INPUT RECORDS
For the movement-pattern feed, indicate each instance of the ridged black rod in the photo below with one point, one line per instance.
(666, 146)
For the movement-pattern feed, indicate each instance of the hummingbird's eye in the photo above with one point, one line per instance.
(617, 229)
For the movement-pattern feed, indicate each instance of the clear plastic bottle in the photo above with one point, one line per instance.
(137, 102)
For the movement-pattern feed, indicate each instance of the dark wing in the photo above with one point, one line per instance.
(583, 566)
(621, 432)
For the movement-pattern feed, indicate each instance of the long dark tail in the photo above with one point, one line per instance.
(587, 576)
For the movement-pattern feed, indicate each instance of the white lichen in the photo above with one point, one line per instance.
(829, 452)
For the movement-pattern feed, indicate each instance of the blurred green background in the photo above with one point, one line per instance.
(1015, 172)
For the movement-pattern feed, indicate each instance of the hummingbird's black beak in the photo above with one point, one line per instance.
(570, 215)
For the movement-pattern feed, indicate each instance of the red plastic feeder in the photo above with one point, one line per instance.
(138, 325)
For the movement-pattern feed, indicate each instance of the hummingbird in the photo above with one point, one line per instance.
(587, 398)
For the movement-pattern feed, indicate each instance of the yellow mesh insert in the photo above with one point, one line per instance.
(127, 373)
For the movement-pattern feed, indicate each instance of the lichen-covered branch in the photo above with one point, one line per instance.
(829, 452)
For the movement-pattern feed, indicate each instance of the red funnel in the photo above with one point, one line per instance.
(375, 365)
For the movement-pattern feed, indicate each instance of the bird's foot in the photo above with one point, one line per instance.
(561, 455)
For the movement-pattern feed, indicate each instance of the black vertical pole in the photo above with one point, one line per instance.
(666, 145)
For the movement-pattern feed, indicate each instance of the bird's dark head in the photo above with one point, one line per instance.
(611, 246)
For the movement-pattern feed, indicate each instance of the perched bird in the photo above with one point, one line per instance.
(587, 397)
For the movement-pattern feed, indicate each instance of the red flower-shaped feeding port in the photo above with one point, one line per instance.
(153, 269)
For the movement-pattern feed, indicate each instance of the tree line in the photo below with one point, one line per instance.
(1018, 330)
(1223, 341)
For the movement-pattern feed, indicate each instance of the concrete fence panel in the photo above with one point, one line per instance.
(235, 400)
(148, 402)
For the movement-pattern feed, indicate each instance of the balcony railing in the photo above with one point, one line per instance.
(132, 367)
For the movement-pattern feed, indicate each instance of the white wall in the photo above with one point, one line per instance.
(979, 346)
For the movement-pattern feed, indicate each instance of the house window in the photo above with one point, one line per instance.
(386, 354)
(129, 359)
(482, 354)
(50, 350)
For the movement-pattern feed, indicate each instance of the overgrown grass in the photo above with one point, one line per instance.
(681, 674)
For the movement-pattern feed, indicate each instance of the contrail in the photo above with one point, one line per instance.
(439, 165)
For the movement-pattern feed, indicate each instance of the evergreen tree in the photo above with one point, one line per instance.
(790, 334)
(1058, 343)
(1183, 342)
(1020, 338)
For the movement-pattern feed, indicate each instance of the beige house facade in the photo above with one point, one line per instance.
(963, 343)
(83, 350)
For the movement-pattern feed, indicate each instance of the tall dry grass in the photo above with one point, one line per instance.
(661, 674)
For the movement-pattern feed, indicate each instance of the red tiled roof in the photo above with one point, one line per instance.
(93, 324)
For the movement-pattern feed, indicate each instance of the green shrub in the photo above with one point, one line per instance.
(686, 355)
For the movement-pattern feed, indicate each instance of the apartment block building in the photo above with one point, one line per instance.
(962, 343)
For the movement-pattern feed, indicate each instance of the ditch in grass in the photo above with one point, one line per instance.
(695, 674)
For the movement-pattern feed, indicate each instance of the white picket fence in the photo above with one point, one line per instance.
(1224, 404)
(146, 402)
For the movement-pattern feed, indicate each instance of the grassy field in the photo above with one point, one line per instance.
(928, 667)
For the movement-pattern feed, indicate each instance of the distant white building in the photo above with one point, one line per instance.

...

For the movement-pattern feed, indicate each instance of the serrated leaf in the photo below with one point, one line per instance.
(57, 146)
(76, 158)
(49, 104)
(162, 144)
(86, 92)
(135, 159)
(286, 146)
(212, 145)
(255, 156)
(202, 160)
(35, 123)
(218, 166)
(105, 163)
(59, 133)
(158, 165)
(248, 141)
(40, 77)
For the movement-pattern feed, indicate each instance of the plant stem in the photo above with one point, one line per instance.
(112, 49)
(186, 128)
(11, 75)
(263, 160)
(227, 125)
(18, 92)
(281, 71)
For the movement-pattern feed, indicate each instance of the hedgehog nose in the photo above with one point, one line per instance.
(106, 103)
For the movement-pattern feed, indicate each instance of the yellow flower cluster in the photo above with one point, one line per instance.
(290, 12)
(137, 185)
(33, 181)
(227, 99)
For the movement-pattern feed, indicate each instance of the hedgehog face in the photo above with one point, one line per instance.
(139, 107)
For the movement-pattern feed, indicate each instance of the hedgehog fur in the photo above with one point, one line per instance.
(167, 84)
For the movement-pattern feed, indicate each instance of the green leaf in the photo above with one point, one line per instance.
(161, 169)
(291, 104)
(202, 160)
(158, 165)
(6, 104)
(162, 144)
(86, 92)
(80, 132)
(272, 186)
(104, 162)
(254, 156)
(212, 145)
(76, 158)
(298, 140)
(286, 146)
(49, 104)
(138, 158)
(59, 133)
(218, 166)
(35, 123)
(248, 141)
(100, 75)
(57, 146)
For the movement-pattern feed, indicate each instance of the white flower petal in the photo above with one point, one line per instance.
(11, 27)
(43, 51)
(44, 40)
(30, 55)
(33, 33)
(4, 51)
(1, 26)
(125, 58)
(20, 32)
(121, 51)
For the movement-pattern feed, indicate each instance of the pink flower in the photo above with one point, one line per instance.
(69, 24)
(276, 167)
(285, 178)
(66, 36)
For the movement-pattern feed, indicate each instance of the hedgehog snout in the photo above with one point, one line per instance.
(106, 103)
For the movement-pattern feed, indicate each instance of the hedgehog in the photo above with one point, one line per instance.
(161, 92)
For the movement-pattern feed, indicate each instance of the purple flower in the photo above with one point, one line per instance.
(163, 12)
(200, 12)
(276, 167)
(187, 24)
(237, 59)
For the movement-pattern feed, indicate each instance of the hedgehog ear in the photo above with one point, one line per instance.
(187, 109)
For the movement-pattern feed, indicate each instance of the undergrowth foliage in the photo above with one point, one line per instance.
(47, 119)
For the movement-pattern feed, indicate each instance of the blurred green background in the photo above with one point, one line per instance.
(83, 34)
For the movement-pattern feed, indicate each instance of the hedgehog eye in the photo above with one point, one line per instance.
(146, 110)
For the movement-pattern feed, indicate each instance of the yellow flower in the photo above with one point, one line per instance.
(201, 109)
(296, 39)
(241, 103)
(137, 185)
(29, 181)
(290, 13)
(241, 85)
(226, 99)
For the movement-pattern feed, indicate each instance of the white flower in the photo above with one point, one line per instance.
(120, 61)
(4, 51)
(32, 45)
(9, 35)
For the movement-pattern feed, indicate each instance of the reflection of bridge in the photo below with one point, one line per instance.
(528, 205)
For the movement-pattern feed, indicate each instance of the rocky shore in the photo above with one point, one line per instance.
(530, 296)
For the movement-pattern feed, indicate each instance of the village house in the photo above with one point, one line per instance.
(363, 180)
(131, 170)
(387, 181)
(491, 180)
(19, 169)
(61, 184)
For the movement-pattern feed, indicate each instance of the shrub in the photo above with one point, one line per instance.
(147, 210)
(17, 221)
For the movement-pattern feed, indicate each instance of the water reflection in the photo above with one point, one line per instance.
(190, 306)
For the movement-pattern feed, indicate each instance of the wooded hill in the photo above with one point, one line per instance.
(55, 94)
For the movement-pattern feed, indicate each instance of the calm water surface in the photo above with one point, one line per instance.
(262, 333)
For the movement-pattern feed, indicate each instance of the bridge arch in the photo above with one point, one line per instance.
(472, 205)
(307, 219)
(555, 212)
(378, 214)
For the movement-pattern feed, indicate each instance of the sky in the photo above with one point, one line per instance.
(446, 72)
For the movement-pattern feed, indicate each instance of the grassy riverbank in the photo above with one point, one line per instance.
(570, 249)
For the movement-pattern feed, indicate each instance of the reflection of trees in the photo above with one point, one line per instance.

PROBLEM TO SOLVE
Gather every line of the material above that contains the word "leaf", treating uppercase and lowercase letters as distinct.

EXERCISE SOLUTION
For the movement-pattern feed, indicate each instance of the serrated leaf in the photo below with one point, one line per instance.
For the movement-pattern feed, indicate each instance of the green leaf in the photo above with one point, one line per instance.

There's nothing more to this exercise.